# START OF TASK DATA

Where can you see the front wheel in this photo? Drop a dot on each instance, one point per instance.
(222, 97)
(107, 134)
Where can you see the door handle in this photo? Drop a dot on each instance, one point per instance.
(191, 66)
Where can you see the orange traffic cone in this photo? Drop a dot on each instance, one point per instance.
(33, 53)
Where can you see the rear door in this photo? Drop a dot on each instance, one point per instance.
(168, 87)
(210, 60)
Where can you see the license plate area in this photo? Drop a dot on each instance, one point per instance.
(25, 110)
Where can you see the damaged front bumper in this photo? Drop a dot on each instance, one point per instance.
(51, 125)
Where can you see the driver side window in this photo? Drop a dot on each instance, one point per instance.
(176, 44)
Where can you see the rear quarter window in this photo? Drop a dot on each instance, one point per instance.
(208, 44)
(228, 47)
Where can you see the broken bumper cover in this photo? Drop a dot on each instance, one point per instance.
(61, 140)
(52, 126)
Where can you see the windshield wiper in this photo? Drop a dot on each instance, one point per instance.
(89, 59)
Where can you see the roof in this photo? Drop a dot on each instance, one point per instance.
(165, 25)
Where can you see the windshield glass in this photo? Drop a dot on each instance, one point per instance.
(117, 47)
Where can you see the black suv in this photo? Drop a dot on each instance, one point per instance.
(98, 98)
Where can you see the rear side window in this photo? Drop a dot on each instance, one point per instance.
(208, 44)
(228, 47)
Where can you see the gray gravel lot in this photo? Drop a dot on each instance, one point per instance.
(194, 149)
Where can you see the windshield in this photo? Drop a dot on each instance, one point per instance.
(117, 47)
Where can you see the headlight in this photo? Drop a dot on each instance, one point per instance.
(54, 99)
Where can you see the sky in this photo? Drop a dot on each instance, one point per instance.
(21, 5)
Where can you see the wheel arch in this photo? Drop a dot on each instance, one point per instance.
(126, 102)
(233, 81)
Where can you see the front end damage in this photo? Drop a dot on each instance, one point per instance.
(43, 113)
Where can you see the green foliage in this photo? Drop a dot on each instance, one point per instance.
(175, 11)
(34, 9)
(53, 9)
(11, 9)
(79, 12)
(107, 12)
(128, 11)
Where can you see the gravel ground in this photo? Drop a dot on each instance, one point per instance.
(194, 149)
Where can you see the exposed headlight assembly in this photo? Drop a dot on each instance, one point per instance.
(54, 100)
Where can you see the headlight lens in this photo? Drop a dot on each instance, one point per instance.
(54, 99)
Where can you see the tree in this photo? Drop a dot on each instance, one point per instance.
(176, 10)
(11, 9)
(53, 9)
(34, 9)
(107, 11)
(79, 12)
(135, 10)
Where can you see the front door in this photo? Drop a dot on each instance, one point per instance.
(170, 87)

# END OF TASK DATA

Recite the full listing above exactly.

Where can you see the front wheel in this photo? Drop a dot on each instance, one point per instance.
(222, 97)
(107, 134)
Where can you see the door handle in this photo? Drop a dot on each instance, one point per instance.
(191, 66)
Where can you see the orange traffic cone in this photo? Drop a dot on each instance, one point per instance.
(33, 53)
Where can you see the rear door in this photo? Drop a dot on each instance, one point per instance.
(168, 87)
(210, 60)
Where can you see the license plate area in this photo? Drop a dot on each instance, one point per instance.
(25, 110)
Where can you see the damaged front bumper in this photo? Drop a dot on each instance, one point per instance.
(51, 125)
Where can you see the driver side window in this photo? Drop a dot on each instance, one point per instance.
(176, 44)
Where can you see the rear quarter window in this photo? Drop a dot on each instance, one point per instance.
(208, 44)
(228, 47)
Where can you see the broken bumper cover in this photo? Drop a dot on each instance, one point per instance.
(61, 140)
(52, 126)
Where can you see the windshield wiper in this photo? Drop a dot on each instance, one point per instance.
(89, 59)
Where can you see the roof in this photo? Drop a dot on each instance, one point per instance.
(165, 25)
Where can you see the windshield glass in this photo? Drop a dot on each instance, one point per instance.
(117, 47)
Where can you see the black suv in this photo? Drop a dot on each instance, one point per instance.
(98, 98)
Where can you see the rear side window in this photo? Drop a dot on each instance, one point per instance.
(208, 44)
(228, 47)
Where can you see the gray gravel lot in this photo? Drop a dot on each instance, one point per instance.
(194, 149)
Where can you see the windshield in this photo? Drop a dot on each instance, one point per instance.
(117, 47)
Where can you see the headlight in this photo? Drop a dot on each instance, one point per instance.
(54, 99)
Where can you see the sky in this photo? Drop a dot on each instance, one point per instance.
(21, 5)
Where can you see the wheel arch in this photo? Drop a dot on each instance, one point per instance.
(126, 102)
(233, 81)
Where can you see the front end damage in this photo? Drop a dot on each instance, one point per instance.
(43, 113)
Where can you see the green foliage in this photo? Drop a dot on each instance, one point per instance.
(175, 11)
(34, 9)
(53, 9)
(11, 9)
(79, 12)
(107, 12)
(128, 11)
Where can you see the gravel ground in this photo? Drop a dot on each instance, one point per instance.
(194, 149)
Where can you see the exposed headlight assembly in this photo? Drop a dot on each instance, one point per instance.
(54, 100)
Where can you see the headlight lens in this photo? Drop a dot on each instance, one point per instance.
(54, 99)
Where can you see the tree in this photo? Drop a dot on each instance, one point per instance.
(176, 10)
(11, 9)
(53, 9)
(34, 9)
(107, 11)
(79, 12)
(135, 10)
Where can you see the front door in this photo? Drop a dot on each instance, one point per instance.
(170, 87)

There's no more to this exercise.